### Document passage

----

45 Years Clean


A few weeks ago, my mother, Frances Gimbel, passed away at the age of 95.

She was a wonderful women who gave much of her life to her family and to the Baltimore Jewish Community. She, along with my amazing family, saved my life from heroin addiction and a life of crime and despair. I share my story so that other Jewish families realize that there is always hope and recovery.

I danced with death lurking nearby for many years — heroin being my partner. My entire life was consumed with acquiring the drug to inject three to four times a day.

But I am alive to talk about addiction. Many others are not so lucky. With nearly 45 years (as of Oct. 1) of being clean, I am now free from the all-consuming grip of that deadly drug.

I distinctly remember what my life was like being addicted to heroin — a drug that turned me from a decent human being into a raging animal, willing to do anything to get the drug or the money to buy the drug.

I stole from my parents, family members, friends and anyone else who allowed me to get near their money or expensive items. I would rob, sell drugs and hustle money in order to pay for my heroin addict.

That is what a heroin addict does to survive. I was not afraid of overdosing, getting arrested, getting HIV or hepatitis C. I had no fear of death. All I wanted was to get as much heroin as I could afford.

I did not start out using heroin. Growing up in a nice middle-class Jewish family, I wanted to fit in with the athletes and started drinking at 14. I quickly moved up the ladder to marijuana, pills, cough syrup and prescriptions drugs. Drug use became my image and reputation.

By 11th grade at Milford Mill High School, after using most other drugs, I graduated to heroin. My habit grew as I started stealing to support it. By the time my parents found out, it was too late. I was hooked. I was busted several times, in and out of jail, mental hospitals and treatment centers. I had drug dealers looking to kill me, and they almost succeeded. I finally left Baltimore and entered a long-term residential drug treatment program in Santa Monica, Calif.

----

### Data
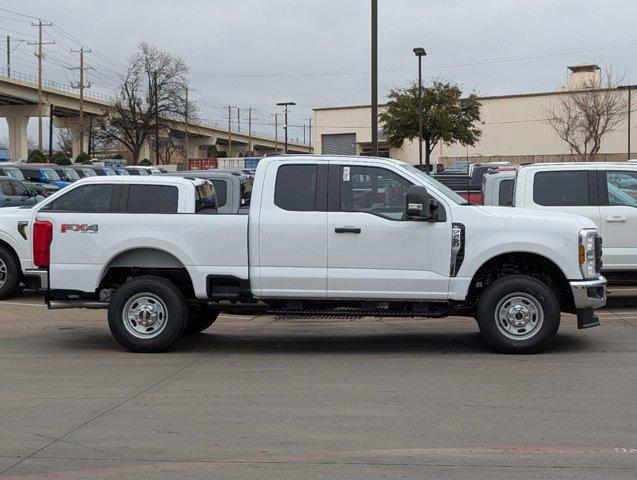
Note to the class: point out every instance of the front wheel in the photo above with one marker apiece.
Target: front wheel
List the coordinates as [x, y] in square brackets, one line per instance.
[518, 314]
[147, 314]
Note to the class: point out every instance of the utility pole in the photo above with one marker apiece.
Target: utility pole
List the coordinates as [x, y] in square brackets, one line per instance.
[156, 117]
[187, 143]
[8, 56]
[39, 44]
[285, 105]
[81, 86]
[250, 131]
[276, 132]
[375, 78]
[229, 131]
[51, 108]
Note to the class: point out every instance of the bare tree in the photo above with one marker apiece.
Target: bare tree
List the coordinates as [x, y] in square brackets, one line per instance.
[153, 86]
[65, 141]
[583, 117]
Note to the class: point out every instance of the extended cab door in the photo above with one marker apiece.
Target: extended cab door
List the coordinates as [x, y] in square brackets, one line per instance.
[618, 208]
[373, 252]
[291, 258]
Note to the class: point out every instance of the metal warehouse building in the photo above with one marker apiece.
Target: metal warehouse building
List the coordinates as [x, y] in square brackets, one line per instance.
[514, 128]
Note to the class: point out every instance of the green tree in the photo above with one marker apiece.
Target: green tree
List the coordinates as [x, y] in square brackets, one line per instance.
[447, 117]
[60, 158]
[83, 158]
[36, 156]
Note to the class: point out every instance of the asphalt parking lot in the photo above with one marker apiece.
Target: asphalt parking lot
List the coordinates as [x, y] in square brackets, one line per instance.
[314, 398]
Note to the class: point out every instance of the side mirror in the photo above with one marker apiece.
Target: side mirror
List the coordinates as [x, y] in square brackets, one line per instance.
[418, 203]
[421, 206]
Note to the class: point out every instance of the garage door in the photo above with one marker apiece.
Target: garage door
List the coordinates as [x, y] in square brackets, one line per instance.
[339, 144]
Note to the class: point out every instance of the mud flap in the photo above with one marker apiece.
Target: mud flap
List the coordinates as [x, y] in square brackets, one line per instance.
[586, 318]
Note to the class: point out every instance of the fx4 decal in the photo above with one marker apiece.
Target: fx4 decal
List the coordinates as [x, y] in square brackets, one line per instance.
[79, 227]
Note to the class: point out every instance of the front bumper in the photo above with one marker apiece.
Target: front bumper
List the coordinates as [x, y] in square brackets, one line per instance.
[589, 293]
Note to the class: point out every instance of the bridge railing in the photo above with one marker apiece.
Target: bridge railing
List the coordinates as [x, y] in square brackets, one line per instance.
[50, 84]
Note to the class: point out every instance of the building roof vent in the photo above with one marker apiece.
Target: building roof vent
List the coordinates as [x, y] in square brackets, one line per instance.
[583, 76]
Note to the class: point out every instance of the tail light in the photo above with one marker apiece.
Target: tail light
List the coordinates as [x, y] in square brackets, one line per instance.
[42, 237]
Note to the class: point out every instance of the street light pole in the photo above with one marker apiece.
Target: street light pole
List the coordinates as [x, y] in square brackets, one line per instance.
[285, 126]
[420, 52]
[375, 78]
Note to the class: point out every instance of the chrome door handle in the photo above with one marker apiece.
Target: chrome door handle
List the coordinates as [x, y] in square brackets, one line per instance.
[347, 230]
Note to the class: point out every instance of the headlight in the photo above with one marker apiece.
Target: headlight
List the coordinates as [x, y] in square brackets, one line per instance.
[587, 253]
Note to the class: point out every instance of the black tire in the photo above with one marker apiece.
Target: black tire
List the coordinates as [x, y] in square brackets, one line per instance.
[200, 318]
[509, 302]
[155, 295]
[9, 274]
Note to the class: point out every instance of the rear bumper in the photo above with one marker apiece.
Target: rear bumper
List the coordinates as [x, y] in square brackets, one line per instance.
[589, 293]
[36, 279]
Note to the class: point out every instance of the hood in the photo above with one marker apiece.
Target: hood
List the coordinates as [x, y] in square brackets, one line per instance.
[542, 215]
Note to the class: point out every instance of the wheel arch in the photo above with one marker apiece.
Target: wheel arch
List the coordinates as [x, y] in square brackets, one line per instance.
[521, 262]
[139, 261]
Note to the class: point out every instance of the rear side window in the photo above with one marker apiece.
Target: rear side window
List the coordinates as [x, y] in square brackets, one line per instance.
[506, 193]
[84, 199]
[152, 199]
[5, 188]
[561, 189]
[221, 187]
[295, 188]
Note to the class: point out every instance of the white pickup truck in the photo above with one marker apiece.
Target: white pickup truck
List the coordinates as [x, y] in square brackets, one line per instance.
[324, 235]
[606, 193]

----

Continue the personal account of recovering from heroin addiction, starting right after its last sentence. These rows have nothing to do with the account of heroin addiction and recovery.

### Exercise answer
It was Oct. 1, 1972. That day will live on in my memory as the day I started saving my life. It was the first day of being clean and the first day of the rest of my life. So here I am 45 years later, watching our children and grandchildren doing the same crazy behavior with a much more dangerous drug.

My life is a miracle. I should have died numerous times, but God kept me alive to help others, and I take that gift very seriously.

I am sharing my story to help others understand that the behavior I described is not going to respond to billboards, public service announcements, hotlines or any overdose reversal drug. It will respond to long-term, drug-free residential treatment programs, where we can get the addict off the street and into a safe environment to live without the pressure to continue using.

The Baltimore Jewish community is not immune to this problem. We have lost many of our own and will lose many more if we don’t pressure our politicians to open — and in the case of Baltimore County, reopen — a long-term treatment facility.

I thank my entire family for helping to keep me alive. Now we need to help others.

Mike Gimbel is a substance use consultant, TV host and former director of the Baltimore County Office of Substance Abuse.